### Requirement
Return every record exactly as written.

### Data shown
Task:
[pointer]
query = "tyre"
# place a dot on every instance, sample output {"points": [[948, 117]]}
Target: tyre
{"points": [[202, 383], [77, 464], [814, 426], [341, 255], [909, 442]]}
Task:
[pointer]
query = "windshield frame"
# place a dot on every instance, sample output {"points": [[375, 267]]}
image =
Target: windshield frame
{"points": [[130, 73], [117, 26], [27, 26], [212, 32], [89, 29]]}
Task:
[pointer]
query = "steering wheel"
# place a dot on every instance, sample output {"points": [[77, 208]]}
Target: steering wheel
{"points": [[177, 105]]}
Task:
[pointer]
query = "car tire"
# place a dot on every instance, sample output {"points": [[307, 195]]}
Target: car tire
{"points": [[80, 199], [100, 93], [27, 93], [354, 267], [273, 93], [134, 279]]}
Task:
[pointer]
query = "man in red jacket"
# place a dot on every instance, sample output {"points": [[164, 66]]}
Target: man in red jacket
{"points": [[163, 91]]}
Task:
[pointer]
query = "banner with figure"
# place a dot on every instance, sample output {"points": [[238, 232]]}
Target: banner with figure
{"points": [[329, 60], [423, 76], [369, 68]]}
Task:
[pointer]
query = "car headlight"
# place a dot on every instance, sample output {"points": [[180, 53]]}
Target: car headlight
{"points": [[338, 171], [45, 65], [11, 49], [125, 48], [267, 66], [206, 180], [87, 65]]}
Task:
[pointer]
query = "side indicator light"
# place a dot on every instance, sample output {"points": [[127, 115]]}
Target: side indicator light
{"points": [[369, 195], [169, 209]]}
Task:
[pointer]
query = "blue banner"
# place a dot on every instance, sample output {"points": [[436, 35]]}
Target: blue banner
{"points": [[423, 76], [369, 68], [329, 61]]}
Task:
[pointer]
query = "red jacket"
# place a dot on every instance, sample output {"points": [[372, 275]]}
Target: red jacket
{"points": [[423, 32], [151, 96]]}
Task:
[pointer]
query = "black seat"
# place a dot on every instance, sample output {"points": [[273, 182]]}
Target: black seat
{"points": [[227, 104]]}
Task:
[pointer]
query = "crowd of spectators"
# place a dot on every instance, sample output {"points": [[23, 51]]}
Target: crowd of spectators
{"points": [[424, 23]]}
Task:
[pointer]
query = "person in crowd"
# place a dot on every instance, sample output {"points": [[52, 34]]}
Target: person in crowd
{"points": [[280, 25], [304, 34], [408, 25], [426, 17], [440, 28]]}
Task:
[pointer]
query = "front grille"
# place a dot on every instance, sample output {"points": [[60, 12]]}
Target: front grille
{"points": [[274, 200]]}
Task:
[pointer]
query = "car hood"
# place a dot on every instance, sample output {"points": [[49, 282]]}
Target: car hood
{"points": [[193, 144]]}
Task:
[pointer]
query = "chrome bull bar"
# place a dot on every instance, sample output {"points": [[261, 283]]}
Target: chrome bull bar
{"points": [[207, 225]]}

### Answer to this task
Task:
[pointer]
query = "tyre"
# place a dot on every instance, sample output {"points": [[948, 117]]}
Target: tyre
{"points": [[202, 383], [77, 464], [814, 426], [341, 255], [909, 442]]}
Task:
[pointer]
query = "windshield frame"
# place a dot on every instance, sample output {"points": [[375, 267]]}
image =
Target: windshield frame
{"points": [[130, 73], [117, 26], [27, 26], [212, 32], [89, 29]]}
Task:
[pointer]
query = "steering wheel"
# place a dot on every instance, sample output {"points": [[77, 208]]}
Target: steering wheel
{"points": [[177, 105]]}
Task:
[pointer]
query = "car tire"
# place a dot on every instance, sample output {"points": [[307, 195]]}
Target: car tire
{"points": [[80, 199], [100, 93], [27, 93], [354, 267], [273, 93], [134, 279]]}
Task:
[pointer]
query = "man in red jacket"
# place a dot on every instance, sample output {"points": [[164, 66]]}
Target: man in red jacket
{"points": [[163, 91]]}
Task:
[pointer]
query = "banner with figure"
# place a dot on every instance, sample output {"points": [[238, 232]]}
Target: banner with figure
{"points": [[329, 60], [423, 76], [369, 68]]}
Task:
[pointer]
query = "car headlight"
# place a dot on every instance, sample output {"points": [[180, 53]]}
Target: car headlight
{"points": [[338, 171], [45, 65], [11, 49], [125, 48], [267, 66], [206, 180], [87, 65]]}
Task:
[pointer]
query = "side indicator light"
# place a dot on every instance, sample output {"points": [[127, 115]]}
Target: side indicator light
{"points": [[369, 195], [169, 209]]}
Task:
[pointer]
query = "blue banner"
# place a dot on every instance, sample output {"points": [[436, 35]]}
Target: blue banner
{"points": [[423, 76], [369, 68], [329, 61]]}
Task:
[pointer]
query = "red jacket"
# place a dot on every instance, sample output {"points": [[372, 275]]}
Target: red jacket
{"points": [[423, 32], [151, 96]]}
Task:
[pointer]
query = "black seat"
# place a dot on every instance, sample output {"points": [[273, 182]]}
Target: black seat
{"points": [[227, 104]]}
Task:
[pointer]
query = "crowd of spectators"
# place a dot on every instance, sample output {"points": [[23, 51]]}
Target: crowd of spectators
{"points": [[424, 23]]}
Task:
[pointer]
query = "person in crowd"
# place a dot on every instance, sample output {"points": [[52, 34]]}
Target: person in crowd
{"points": [[280, 25], [304, 34], [408, 25], [426, 17], [440, 28]]}
Task:
[pointer]
query = "front grille"
# place a dot on every instance, sample output {"points": [[60, 12]]}
Target: front grille
{"points": [[274, 200]]}
Task:
[pointer]
query = "car hood"
# place a dot on every instance, sample output {"points": [[49, 282]]}
Target: car hood
{"points": [[193, 144]]}
Task:
[pointer]
query = "chrome bull bar"
# place a dot on every instance, sample output {"points": [[261, 283]]}
Target: chrome bull bar
{"points": [[207, 225]]}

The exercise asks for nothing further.